What needs to be done: Leave out the pictures and restate the rest of the data exactly.

——————

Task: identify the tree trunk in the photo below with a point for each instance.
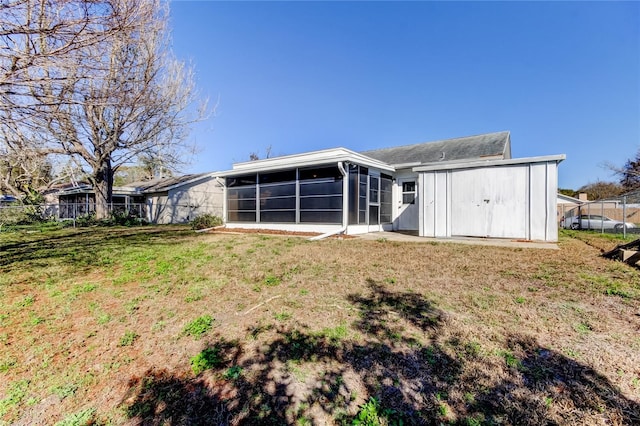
(103, 187)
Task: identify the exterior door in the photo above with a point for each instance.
(408, 204)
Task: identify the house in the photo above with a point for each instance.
(6, 199)
(164, 200)
(467, 186)
(566, 204)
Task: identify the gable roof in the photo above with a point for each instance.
(142, 187)
(489, 145)
(164, 184)
(565, 199)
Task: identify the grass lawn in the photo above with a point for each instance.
(160, 325)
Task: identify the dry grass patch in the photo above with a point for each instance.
(162, 325)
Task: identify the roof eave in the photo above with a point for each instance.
(466, 164)
(305, 160)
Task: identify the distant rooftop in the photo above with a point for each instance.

——————

Reply:
Task: identify the tree trunk in the photo below with a point for each instance.
(103, 187)
Task: identify the exterior door in the photo above with a point for each instance.
(408, 204)
Task: identify the house in the photo above with a point for each instance.
(6, 199)
(164, 200)
(467, 186)
(566, 204)
Task: identify the gable roof in the photo above with a point for each instance.
(142, 187)
(489, 145)
(164, 184)
(565, 199)
Task: identify the grass lawn in the photo above with a point for each instance.
(160, 325)
Task: identify the dry grass patch in the photo above with a point for each instance.
(162, 325)
Task: identify the roof eave in the photo above with a point for each instance.
(466, 164)
(305, 160)
Task: identify the distant rooftop in the photo above with a point for each instance.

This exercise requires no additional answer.